>>
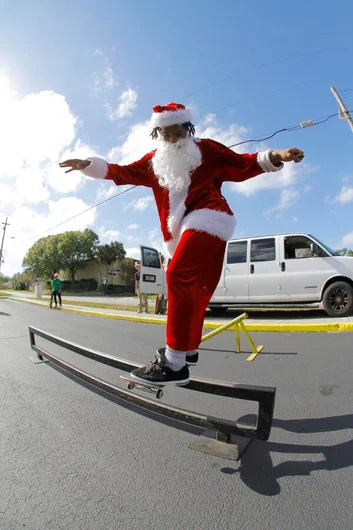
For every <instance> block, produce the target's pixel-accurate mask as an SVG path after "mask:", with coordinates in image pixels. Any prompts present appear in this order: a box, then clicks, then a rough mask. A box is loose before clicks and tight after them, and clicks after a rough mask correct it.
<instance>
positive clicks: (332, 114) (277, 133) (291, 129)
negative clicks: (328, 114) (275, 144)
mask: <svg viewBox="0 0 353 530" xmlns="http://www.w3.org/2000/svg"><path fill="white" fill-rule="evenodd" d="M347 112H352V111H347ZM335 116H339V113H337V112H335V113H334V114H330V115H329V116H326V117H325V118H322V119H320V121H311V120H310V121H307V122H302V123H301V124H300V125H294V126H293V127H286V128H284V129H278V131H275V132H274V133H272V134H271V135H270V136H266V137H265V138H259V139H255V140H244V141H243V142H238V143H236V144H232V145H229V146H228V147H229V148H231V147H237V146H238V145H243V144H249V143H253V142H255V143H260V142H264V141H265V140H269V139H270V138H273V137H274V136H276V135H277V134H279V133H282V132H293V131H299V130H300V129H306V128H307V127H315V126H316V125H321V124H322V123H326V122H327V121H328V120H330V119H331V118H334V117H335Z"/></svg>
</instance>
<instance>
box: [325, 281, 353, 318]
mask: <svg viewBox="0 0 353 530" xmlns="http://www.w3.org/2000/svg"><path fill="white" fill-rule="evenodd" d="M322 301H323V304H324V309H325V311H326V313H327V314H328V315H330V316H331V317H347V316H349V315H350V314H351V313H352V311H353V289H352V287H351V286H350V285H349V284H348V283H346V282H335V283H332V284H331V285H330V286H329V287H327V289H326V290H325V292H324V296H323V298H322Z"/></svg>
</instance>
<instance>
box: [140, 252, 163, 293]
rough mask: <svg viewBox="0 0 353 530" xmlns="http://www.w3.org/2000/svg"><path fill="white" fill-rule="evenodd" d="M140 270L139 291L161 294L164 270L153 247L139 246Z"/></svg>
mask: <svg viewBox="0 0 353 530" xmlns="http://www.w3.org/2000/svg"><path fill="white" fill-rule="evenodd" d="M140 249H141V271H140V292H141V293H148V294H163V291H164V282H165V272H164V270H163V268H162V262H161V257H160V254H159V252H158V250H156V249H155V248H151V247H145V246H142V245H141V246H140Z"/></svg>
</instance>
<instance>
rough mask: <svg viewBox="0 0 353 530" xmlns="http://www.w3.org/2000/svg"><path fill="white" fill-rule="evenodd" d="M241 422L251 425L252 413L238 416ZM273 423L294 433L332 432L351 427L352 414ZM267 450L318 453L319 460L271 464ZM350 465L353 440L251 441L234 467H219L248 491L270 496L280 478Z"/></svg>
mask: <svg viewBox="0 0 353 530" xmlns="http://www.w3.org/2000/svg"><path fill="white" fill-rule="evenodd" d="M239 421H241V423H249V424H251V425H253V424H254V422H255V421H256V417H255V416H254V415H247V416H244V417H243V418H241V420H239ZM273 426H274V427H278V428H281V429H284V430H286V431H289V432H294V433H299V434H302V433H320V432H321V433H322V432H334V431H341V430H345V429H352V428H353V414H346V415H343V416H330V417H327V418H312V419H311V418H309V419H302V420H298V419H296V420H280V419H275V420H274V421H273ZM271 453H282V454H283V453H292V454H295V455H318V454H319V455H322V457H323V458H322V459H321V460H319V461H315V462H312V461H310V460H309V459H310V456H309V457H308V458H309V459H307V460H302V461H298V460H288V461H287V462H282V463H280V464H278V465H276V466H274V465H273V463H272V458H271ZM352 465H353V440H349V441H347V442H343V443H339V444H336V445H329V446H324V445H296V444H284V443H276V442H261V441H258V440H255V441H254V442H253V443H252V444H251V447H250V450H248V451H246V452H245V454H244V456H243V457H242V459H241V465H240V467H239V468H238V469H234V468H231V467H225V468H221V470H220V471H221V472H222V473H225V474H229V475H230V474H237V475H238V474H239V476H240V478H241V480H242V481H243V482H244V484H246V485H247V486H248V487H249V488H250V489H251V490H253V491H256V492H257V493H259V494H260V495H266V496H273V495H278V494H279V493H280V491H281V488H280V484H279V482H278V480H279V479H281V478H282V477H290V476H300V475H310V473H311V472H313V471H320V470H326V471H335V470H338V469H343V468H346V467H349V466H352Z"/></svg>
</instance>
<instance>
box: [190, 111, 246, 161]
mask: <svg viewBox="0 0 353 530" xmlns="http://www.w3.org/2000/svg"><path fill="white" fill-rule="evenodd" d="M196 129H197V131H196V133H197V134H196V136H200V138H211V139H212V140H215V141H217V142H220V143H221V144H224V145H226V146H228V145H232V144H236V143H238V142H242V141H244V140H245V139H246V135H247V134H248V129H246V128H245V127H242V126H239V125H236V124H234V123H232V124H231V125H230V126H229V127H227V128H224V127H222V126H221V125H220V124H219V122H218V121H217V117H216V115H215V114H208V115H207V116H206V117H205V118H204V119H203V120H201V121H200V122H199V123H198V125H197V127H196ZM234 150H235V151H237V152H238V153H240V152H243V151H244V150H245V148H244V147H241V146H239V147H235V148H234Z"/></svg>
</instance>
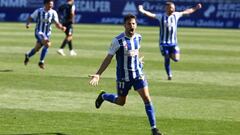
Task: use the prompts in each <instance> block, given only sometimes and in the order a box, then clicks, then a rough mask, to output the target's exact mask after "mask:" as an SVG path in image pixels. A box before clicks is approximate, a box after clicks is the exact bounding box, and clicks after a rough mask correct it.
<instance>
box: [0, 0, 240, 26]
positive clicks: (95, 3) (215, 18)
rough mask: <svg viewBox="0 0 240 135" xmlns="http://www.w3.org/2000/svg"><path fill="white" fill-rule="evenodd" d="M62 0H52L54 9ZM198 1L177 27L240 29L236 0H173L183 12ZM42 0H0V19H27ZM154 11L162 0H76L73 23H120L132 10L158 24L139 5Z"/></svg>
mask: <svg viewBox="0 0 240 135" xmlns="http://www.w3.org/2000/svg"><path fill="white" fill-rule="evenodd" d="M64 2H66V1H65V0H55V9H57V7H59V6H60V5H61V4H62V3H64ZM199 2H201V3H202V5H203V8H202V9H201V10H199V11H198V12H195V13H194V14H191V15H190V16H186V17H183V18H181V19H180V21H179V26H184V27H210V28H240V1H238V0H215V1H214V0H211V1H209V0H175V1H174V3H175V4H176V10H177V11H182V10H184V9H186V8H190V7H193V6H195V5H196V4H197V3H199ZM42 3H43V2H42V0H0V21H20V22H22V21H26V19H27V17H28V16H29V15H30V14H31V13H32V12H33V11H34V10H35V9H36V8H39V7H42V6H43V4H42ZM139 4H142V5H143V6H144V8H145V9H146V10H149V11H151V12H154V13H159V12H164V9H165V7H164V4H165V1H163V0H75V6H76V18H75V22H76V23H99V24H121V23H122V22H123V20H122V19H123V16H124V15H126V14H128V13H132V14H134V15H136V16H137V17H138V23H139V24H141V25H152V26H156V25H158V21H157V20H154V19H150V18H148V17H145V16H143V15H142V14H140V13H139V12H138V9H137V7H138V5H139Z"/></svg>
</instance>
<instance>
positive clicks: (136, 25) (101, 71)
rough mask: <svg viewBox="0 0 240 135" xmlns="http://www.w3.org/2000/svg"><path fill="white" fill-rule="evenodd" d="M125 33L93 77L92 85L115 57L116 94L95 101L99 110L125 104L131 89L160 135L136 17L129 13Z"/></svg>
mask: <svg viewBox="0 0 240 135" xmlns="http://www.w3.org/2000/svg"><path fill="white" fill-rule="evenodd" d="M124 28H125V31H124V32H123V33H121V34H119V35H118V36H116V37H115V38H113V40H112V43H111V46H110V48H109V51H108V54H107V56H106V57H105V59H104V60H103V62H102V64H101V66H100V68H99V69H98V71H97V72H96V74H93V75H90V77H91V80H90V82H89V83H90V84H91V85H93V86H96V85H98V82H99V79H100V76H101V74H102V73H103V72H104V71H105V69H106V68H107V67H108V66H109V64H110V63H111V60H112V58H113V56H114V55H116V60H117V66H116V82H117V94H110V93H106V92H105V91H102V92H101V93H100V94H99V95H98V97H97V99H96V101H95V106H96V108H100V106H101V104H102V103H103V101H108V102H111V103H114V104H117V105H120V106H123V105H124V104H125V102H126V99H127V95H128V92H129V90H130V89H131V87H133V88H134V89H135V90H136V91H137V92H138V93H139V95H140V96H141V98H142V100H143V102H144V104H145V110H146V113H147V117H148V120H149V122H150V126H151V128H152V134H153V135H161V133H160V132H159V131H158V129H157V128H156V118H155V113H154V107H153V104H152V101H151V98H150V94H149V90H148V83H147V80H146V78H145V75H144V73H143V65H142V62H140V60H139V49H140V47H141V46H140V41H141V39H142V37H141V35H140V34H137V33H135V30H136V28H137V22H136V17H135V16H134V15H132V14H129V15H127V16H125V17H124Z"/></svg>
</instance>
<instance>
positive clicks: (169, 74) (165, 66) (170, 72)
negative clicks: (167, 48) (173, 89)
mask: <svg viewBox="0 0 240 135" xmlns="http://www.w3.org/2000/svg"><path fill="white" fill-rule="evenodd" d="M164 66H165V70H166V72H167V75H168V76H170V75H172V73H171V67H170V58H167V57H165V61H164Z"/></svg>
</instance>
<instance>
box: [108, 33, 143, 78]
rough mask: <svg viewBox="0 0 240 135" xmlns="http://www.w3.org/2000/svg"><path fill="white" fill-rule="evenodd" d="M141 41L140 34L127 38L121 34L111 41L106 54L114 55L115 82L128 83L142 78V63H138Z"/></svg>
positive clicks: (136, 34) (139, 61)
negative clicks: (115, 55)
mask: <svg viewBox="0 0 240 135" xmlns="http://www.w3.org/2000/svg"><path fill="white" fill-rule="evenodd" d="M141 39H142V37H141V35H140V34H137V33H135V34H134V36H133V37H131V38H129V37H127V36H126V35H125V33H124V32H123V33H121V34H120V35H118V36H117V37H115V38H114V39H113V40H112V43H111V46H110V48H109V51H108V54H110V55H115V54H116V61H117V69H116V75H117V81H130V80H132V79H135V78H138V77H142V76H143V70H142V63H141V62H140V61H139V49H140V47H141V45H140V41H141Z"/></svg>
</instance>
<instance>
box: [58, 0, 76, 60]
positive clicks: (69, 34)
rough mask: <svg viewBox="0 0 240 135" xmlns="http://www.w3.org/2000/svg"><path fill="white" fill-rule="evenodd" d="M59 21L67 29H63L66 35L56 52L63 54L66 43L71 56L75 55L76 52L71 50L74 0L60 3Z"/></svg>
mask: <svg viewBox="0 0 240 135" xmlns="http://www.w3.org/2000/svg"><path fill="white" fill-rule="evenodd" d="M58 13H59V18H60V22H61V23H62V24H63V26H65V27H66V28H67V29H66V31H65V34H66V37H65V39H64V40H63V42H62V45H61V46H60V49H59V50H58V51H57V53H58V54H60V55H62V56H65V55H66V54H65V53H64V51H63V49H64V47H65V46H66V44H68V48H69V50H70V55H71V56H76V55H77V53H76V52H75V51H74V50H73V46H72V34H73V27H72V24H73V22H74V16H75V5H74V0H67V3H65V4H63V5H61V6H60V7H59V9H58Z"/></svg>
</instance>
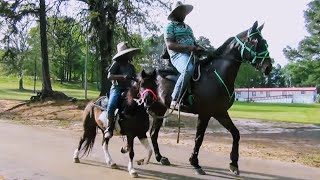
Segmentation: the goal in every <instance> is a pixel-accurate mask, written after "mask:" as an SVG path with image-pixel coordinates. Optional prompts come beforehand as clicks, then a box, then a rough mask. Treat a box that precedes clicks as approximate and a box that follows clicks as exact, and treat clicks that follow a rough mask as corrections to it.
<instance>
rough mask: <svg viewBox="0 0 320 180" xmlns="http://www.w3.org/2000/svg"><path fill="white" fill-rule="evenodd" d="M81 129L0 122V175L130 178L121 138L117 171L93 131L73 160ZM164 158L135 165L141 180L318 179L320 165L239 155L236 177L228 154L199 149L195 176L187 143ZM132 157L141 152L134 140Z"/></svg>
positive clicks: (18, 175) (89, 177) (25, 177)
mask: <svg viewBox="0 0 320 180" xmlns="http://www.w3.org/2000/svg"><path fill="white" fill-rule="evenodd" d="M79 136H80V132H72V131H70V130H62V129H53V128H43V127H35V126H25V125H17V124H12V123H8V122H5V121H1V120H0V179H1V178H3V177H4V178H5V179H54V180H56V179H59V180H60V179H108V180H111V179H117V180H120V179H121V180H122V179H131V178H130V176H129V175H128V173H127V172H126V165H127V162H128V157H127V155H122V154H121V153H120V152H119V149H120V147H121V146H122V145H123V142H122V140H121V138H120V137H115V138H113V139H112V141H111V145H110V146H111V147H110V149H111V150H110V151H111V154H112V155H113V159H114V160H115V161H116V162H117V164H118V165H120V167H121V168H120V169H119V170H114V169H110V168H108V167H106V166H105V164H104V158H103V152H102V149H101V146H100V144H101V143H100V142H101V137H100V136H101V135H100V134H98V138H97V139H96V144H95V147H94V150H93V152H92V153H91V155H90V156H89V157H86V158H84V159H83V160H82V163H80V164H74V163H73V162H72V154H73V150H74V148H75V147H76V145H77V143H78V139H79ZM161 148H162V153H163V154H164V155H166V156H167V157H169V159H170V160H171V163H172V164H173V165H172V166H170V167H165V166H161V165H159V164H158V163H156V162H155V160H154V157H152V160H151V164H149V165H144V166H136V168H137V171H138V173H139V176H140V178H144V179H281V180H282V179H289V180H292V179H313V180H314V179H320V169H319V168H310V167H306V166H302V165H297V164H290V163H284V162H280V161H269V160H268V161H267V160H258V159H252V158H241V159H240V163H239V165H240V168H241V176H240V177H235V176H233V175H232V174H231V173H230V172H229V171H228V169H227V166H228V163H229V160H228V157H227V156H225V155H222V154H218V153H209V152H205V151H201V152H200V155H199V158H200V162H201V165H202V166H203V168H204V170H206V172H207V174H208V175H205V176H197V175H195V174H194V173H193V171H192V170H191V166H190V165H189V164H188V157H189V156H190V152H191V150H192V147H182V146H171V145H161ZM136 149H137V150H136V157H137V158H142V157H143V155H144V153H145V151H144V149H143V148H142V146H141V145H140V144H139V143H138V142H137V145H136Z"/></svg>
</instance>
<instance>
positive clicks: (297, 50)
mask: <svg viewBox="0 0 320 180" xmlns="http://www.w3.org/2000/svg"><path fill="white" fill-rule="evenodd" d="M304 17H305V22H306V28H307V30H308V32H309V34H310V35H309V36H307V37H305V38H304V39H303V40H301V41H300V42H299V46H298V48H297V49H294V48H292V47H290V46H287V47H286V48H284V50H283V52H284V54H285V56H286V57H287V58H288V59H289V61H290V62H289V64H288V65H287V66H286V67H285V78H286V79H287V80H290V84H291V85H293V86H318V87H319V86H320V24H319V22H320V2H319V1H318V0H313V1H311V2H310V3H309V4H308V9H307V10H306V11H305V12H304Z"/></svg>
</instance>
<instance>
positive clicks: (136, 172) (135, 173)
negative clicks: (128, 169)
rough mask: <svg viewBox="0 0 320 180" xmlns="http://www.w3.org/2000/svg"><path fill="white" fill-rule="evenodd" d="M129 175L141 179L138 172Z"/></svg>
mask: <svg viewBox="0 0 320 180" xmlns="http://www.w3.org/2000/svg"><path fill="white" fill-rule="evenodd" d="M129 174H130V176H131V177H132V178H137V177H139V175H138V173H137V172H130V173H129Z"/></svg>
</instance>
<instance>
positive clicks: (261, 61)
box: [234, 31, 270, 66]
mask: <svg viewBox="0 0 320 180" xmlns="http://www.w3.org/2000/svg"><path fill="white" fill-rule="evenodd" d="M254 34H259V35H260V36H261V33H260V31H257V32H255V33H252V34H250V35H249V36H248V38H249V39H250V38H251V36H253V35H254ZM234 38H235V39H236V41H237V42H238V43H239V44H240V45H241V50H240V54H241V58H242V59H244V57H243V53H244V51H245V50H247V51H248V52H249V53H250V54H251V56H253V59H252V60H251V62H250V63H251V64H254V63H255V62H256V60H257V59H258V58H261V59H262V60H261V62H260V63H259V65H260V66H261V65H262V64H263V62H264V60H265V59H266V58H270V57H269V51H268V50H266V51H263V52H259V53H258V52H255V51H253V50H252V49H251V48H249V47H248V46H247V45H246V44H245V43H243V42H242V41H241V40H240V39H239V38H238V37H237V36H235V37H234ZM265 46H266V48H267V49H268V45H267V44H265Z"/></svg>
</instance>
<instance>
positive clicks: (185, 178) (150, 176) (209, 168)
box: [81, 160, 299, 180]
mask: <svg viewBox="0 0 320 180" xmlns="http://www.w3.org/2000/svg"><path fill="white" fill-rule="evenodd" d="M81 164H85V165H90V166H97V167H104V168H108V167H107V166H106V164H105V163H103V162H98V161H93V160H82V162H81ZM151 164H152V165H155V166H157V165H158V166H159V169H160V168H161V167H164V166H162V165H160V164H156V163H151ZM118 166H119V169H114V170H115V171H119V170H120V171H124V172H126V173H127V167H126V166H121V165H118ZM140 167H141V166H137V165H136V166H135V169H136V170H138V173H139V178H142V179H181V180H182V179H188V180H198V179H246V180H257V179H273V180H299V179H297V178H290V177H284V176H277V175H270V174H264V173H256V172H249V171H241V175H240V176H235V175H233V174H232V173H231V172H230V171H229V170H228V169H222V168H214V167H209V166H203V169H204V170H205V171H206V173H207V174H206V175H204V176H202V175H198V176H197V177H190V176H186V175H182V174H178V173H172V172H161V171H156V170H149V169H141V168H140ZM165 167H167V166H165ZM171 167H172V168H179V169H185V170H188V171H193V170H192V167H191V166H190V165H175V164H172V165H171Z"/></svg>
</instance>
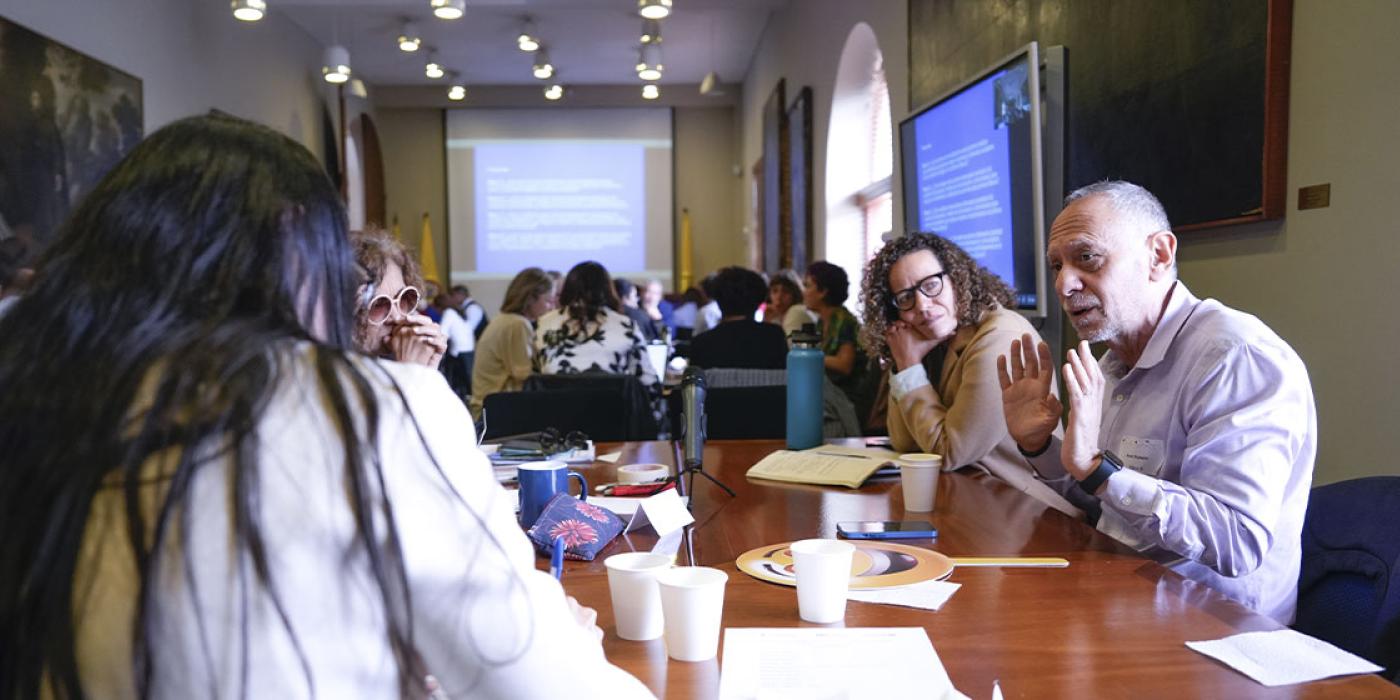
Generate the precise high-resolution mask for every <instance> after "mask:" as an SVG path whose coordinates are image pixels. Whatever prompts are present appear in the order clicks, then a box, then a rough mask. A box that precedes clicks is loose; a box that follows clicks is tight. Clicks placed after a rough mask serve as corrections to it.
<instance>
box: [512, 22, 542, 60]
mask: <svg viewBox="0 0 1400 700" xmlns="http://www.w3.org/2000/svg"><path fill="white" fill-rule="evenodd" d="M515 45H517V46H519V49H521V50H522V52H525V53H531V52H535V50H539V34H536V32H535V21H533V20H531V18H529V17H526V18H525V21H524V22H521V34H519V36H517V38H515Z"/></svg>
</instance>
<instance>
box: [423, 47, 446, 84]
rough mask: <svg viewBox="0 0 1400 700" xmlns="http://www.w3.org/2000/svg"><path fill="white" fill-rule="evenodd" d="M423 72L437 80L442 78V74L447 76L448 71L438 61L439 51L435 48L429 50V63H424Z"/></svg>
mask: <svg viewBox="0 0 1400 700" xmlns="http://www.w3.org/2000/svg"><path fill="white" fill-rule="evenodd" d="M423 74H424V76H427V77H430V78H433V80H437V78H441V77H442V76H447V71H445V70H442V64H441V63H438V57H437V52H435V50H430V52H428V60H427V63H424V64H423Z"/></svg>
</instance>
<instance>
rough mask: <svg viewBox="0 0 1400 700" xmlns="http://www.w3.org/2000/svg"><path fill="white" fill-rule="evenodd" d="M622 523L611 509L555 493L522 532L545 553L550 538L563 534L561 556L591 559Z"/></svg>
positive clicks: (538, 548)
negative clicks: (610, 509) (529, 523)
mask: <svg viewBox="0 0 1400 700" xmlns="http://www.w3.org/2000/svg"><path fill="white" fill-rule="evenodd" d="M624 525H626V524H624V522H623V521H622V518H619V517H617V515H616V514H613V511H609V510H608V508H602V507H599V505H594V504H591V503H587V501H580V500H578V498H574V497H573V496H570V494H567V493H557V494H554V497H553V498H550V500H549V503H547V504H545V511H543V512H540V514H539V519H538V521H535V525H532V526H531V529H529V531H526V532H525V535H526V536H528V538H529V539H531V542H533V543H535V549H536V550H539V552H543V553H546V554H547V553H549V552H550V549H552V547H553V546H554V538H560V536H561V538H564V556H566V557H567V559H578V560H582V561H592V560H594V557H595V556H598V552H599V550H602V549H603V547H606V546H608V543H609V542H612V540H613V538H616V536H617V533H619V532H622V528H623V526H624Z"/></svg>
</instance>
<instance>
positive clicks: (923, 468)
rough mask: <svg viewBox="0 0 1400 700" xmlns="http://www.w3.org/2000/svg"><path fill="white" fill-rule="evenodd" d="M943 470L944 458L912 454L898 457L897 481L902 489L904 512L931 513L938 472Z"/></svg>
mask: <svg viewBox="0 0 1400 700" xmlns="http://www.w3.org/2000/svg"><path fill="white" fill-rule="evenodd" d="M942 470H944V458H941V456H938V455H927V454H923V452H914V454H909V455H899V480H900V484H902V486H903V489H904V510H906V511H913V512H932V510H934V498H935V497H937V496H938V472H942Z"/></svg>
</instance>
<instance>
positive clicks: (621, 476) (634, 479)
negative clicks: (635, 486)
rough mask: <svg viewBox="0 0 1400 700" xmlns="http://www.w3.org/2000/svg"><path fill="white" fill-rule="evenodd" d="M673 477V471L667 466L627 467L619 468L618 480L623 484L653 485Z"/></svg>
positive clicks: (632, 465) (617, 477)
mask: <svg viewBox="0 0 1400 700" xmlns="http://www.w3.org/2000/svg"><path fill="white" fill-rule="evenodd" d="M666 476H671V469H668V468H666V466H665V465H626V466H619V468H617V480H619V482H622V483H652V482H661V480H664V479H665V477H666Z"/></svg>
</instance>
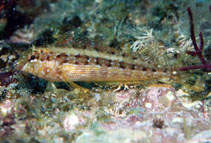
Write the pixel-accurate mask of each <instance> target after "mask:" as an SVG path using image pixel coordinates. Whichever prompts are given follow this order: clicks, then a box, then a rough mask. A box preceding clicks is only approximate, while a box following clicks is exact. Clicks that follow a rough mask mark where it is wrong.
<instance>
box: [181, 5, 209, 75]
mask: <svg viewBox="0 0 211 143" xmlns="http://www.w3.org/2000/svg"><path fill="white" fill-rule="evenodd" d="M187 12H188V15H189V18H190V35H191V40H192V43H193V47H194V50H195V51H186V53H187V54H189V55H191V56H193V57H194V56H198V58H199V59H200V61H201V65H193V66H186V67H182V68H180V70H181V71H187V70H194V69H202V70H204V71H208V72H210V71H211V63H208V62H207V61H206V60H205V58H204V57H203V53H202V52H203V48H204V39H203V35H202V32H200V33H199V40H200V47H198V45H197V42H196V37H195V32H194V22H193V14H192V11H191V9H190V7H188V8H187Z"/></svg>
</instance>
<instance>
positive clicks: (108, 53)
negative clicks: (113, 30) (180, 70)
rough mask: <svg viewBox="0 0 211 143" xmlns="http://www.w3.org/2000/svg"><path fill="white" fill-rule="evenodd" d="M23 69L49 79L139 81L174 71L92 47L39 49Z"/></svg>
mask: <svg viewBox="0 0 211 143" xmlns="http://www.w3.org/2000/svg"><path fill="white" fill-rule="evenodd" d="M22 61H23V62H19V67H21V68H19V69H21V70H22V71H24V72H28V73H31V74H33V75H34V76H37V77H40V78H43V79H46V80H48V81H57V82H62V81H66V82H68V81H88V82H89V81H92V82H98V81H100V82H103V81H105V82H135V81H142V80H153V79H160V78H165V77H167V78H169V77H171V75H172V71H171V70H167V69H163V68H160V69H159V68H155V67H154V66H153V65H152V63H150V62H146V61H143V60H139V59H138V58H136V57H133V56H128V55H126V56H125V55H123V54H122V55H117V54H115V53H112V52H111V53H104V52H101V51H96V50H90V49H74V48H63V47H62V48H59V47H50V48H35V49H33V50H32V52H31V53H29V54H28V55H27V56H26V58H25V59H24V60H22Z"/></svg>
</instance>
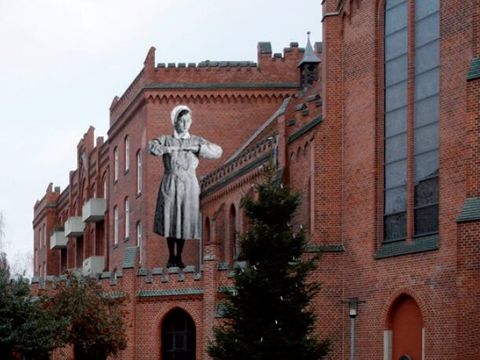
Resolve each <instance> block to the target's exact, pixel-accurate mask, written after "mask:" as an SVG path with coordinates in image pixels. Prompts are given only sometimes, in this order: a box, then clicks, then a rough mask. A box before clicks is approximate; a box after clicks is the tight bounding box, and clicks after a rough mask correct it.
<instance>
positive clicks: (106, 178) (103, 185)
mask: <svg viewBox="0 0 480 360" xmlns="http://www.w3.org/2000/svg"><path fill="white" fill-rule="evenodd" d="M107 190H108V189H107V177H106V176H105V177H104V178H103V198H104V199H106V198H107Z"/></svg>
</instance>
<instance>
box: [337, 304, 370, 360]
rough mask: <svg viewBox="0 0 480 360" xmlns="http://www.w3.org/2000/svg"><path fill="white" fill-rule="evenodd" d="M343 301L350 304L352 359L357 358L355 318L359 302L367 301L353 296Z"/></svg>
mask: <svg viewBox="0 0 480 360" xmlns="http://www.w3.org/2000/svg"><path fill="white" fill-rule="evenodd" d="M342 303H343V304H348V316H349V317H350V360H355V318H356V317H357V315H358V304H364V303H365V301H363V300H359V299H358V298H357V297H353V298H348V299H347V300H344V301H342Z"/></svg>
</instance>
<<
* Work order
Exactly as written, repeat the lines from the beginning of the entries up to and including the line with "box: [140, 252, 163, 293]", but not the pictures.

* Answer space
For every <instance> block, produce the target's pixel-accurate mask as an SVG path after "mask:", with coordinates in image pixels. Any prompts present appear in this order: a box, then clicks, then a rough mask. A box is loose before clicks and tight after them, and clicks after a rough mask correct it.
<instance>
positive clicks: (332, 114) (277, 133) (291, 129)
negative clicks: (328, 114) (275, 144)
mask: <svg viewBox="0 0 353 530" xmlns="http://www.w3.org/2000/svg"><path fill="white" fill-rule="evenodd" d="M347 112H352V111H347ZM335 116H339V113H337V112H335V113H334V114H330V115H329V116H326V117H325V118H322V119H320V121H311V120H310V121H307V122H302V123H301V124H300V125H294V126H293V127H286V128H284V129H278V131H275V132H274V133H272V134H271V135H270V136H266V137H265V138H259V139H255V140H244V141H243V142H238V143H236V144H232V145H229V146H228V147H229V148H231V147H237V146H238V145H243V144H249V143H253V142H255V143H260V142H264V141H265V140H269V139H270V138H273V137H274V136H276V135H277V134H279V133H282V132H293V131H299V130H300V129H306V128H307V127H315V126H316V125H321V124H322V123H326V122H327V121H328V120H330V119H331V118H334V117H335Z"/></svg>
</instance>
<instance>
box: [325, 281, 353, 318]
mask: <svg viewBox="0 0 353 530" xmlns="http://www.w3.org/2000/svg"><path fill="white" fill-rule="evenodd" d="M322 301H323V304H324V309H325V311H326V313H327V314H328V315H330V316H331V317H347V316H349V315H350V314H351V313H352V311H353V289H352V287H351V286H350V285H349V284H348V283H346V282H335V283H332V284H331V285H330V286H329V287H327V289H326V290H325V292H324V296H323V298H322Z"/></svg>
</instance>
<instance>
box: [140, 252, 163, 293]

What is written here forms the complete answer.